→ **SOURCE PASSAGE**:

§ §

= Publishers' Licensing Services =

Publishers' Licensing Services (PLS), formerly The Publishers Licensing Society, is a not-for-profit organisation that represents many book, magazine and journal publishers based in the United Kingdom. PLS works to ensure that publishers are fairly compensated for any copying of their works through the collective licensing scheme, among other rights management services, which have become an increasing important secondary revenue stream for publishers. Its primary goal is to oversee collective licensing in the UK for book, journal, magazine and website copying. The society was established in 1981. Together with the Authors' Licensing and Collecting Society, PLS own and direct the Copyright Licensing Agency. They also work in partnership with NLA media access.

PLS distributed over £34m to publishers from collective licensing in 2017–18, and they work to encourage innovation and good practice in rights management, whether that is in print or online.

Services
PLS also provide a range of rights management services and initiatives.

== What is Collective Licensing? ==
Collective Licensing offers a simple and cost effective solution both for those who wish to copy from published materials without breaking the law, and for rights holders where direct licensing would be inefficient and unduly burdensome.

A blanket license allows users to copy from a broad range of repertoire in return for a license fee. The license fee is paid to the rights holders whose publications have been shown to have been copied.

== Governance and authority ==
PLS is a not-for-profit company limited by guarantee. It is owned and controlled by the four trade associations representing publishers' interests: the Association of Learned and Professional Society Publishers (ALPSP); the Independent Publishers Guild (IPG); the Professional Publishers Association (PPA); the Publishers' Association (PA).

§ §

→ **SUPPLIED MATERIAL**:
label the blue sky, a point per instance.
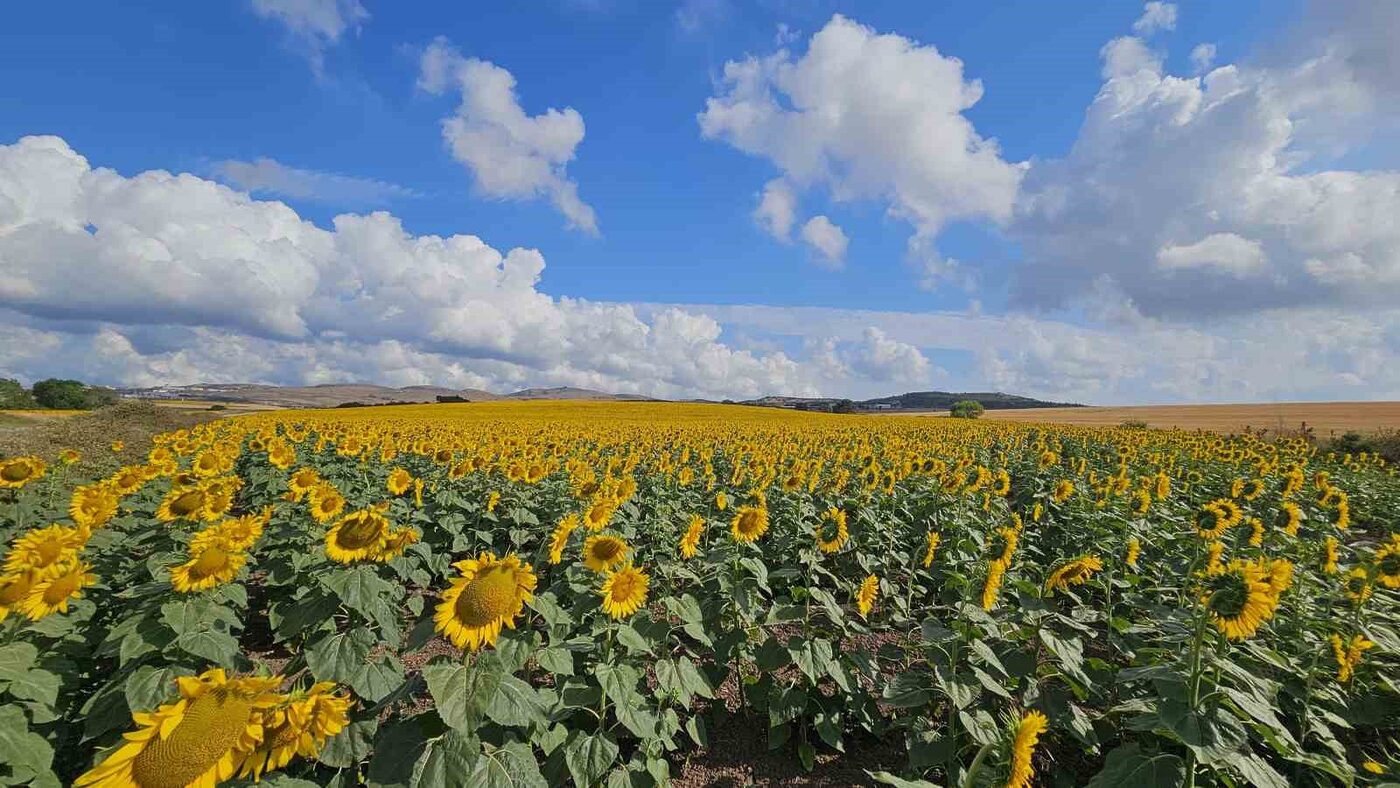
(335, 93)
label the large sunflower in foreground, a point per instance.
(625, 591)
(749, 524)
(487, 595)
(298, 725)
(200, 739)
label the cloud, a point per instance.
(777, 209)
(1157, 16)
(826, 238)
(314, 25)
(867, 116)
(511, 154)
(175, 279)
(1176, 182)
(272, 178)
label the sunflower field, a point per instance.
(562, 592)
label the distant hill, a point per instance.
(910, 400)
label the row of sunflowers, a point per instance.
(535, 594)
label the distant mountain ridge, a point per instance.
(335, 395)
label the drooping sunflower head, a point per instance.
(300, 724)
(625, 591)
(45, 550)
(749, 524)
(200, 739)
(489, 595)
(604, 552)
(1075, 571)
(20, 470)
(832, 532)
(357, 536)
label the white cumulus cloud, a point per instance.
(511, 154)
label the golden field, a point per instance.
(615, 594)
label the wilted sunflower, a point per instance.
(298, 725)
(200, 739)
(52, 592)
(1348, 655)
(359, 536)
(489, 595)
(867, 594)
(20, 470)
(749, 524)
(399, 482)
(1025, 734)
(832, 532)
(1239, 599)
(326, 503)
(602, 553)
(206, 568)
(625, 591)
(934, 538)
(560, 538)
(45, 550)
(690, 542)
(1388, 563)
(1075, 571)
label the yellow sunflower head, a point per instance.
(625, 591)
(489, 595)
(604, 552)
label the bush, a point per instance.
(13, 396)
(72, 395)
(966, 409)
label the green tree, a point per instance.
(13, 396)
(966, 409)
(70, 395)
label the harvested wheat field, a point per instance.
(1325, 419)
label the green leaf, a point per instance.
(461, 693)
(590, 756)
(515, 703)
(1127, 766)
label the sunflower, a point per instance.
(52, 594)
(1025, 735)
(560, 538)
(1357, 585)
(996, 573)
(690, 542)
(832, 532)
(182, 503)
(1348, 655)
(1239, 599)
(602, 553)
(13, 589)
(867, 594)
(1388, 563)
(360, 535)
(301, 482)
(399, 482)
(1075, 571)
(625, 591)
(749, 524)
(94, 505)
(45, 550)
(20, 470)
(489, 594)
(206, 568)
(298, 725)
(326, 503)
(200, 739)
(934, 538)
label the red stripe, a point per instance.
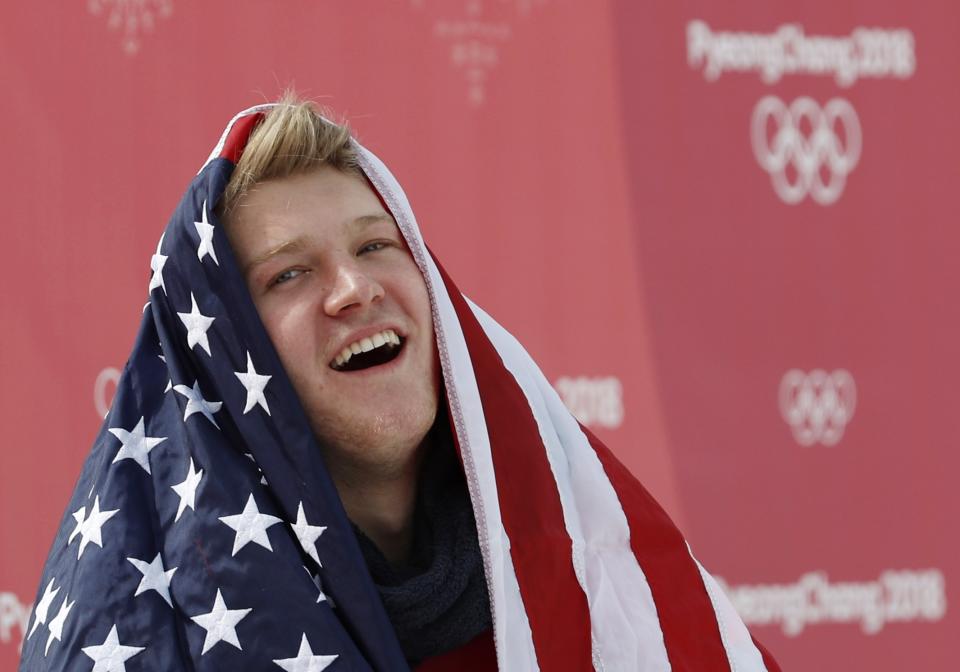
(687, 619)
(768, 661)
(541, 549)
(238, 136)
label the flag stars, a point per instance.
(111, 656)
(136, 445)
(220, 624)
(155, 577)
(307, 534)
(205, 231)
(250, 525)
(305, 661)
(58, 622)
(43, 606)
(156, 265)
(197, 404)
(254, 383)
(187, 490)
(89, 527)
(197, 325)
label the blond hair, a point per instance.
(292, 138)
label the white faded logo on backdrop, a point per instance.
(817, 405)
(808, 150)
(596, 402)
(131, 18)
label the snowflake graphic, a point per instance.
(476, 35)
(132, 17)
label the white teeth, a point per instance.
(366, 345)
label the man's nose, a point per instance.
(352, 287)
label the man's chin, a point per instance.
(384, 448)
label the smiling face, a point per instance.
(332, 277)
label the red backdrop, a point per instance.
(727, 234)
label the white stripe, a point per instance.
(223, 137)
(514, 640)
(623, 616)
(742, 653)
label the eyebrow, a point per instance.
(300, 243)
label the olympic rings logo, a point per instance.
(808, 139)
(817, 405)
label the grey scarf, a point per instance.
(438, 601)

§ §

→ **TO DO**: Reproduce the Publishers' Licensing Services article word for word, from its title through the list of four trade associations.

→ **TASK OUTPUT**:
= Publishers' Licensing Services =

Publishers' Licensing Services (PLS), formerly The Publishers Licensing Society, is a not-for-profit organisation that represents many book, magazine and journal publishers based in the United Kingdom. PLS works to ensure that publishers are fairly compensated for any copying of their works through the collective licensing scheme, among other rights management services, which have become an increasing important secondary revenue stream for publishers. Its primary goal is to oversee collective licensing in the UK for book, journal, magazine and website copying. The society was established in 1981. Together with the Authors' Licensing and Collecting Society, PLS own and direct the Copyright Licensing Agency. They also work in partnership with NLA media access.

PLS distributed over £34m to publishers from collective licensing in 2017–18, and they work to encourage innovation and good practice in rights management, whether that is in print or online.

Services
PLS also provide a range of rights management services and initiatives.

== What is Collective Licensing? ==
Collective Licensing offers a simple and cost effective solution both for those who wish to copy from published materials without breaking the law, and for rights holders where direct licensing would be inefficient and unduly burdensome.

A blanket license allows users to copy from a broad range of repertoire in return for a license fee. The license fee is paid to the rights holders whose publications have been shown to have been copied.

== Governance and authority ==
PLS is a not-for-profit company limited by guarantee. It is owned and controlled by the four trade associations representing publishers' interests: the Association of Learned and Professional Society Publishers (ALPSP); the Independent Publishers Guild (IPG); the Professional Publishers Association (PPA); the Publishers' Association (PA).